**SHORT TASK**
Give the lines of the entries below as a numbered list, starting at the line that contains "Quick favor — would you locate the baseboard" and ending at the final line of the entries, with both included and blank lines omitted.
━━ GIVEN RECORDS
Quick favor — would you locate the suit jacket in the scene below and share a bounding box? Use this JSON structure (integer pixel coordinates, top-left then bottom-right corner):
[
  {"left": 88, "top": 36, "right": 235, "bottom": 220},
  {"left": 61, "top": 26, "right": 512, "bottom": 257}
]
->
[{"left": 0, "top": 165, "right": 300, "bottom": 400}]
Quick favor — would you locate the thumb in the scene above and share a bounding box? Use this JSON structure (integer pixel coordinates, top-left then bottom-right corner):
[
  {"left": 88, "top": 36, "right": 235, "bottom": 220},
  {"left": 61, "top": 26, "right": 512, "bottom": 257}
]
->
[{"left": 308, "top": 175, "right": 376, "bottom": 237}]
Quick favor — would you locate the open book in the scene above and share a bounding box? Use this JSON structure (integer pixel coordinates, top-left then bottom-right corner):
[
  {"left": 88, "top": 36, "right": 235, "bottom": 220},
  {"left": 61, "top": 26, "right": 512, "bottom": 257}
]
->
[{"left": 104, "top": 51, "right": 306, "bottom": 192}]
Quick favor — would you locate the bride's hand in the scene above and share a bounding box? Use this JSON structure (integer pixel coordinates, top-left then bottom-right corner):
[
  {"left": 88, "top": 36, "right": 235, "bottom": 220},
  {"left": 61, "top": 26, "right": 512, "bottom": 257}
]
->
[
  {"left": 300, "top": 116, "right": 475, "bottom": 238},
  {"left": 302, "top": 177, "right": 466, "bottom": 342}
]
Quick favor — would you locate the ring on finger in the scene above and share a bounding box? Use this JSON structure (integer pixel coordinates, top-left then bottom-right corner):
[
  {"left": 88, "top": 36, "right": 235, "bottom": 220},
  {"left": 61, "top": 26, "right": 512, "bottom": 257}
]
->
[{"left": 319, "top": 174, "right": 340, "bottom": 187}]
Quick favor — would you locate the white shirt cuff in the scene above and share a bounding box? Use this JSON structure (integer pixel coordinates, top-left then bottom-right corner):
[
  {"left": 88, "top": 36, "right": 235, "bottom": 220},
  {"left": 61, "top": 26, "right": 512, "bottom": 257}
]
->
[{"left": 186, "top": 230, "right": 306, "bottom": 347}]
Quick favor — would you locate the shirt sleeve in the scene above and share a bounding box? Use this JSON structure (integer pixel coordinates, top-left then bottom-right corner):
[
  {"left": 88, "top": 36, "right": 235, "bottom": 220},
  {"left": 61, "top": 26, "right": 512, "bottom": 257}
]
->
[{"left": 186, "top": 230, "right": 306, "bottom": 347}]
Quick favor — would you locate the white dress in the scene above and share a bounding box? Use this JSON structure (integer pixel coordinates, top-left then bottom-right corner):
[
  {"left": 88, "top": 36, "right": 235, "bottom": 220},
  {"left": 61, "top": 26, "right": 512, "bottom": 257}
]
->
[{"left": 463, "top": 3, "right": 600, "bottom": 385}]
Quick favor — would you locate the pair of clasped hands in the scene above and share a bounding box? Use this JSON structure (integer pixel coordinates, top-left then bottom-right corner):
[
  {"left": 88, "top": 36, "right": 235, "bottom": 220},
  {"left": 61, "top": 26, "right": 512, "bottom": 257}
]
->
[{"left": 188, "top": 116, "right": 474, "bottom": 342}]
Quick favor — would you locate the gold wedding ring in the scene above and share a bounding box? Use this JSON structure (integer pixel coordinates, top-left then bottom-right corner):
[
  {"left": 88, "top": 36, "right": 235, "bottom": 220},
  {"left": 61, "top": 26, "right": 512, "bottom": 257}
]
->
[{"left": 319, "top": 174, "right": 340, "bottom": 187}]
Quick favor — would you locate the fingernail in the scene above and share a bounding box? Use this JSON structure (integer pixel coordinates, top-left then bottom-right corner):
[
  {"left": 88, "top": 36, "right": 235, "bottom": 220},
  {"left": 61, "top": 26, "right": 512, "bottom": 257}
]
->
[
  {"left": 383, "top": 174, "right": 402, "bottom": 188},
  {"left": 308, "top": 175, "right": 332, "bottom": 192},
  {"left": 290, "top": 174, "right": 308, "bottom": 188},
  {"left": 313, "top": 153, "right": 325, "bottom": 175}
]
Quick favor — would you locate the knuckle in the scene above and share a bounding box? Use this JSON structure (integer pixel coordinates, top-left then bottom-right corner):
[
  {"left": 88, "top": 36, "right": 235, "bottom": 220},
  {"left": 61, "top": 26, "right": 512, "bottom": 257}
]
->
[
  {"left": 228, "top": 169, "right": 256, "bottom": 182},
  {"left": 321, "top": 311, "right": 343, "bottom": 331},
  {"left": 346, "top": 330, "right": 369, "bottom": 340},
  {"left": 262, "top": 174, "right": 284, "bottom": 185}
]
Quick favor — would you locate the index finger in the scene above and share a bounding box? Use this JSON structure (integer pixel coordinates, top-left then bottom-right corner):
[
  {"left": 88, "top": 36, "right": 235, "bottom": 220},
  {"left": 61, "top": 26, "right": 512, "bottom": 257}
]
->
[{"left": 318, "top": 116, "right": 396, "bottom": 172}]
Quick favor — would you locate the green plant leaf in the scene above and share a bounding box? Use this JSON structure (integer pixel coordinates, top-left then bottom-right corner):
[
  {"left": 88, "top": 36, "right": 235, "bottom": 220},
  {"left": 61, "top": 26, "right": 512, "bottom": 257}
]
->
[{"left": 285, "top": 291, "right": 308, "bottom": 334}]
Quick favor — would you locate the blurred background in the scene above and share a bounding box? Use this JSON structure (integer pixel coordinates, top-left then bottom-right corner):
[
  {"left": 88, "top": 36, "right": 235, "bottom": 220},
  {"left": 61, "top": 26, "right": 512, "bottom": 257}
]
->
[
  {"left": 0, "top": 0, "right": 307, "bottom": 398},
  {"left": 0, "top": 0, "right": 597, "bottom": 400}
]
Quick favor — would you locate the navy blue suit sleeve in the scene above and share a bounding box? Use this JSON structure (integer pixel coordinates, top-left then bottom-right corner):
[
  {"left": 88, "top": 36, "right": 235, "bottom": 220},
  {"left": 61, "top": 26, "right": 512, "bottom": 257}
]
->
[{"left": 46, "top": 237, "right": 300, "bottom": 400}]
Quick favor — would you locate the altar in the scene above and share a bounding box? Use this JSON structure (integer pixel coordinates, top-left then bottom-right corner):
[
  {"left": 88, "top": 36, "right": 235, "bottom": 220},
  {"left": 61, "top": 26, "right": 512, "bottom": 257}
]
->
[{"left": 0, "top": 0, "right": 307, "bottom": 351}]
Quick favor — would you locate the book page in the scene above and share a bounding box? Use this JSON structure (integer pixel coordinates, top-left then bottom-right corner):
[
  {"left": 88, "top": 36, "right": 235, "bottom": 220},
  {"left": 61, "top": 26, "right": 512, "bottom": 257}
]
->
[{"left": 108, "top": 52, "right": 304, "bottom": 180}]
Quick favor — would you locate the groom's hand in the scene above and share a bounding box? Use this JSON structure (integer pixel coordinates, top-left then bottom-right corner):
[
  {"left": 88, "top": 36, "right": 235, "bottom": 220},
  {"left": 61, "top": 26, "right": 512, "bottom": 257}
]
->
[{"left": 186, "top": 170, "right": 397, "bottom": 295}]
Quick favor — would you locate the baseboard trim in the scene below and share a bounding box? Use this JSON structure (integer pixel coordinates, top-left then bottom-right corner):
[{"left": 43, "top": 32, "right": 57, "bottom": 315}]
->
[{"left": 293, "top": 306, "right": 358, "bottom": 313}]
━━━━
**ANSWER TO THE PROBLEM**
1. Quick favor — would you locate the baseboard trim in the scene below and share a bounding box? Use this JSON structure (integer pixel coordinates, top-left then bottom-right corner):
2. [{"left": 43, "top": 32, "right": 57, "bottom": 315}]
3. ->
4. [{"left": 293, "top": 306, "right": 358, "bottom": 313}]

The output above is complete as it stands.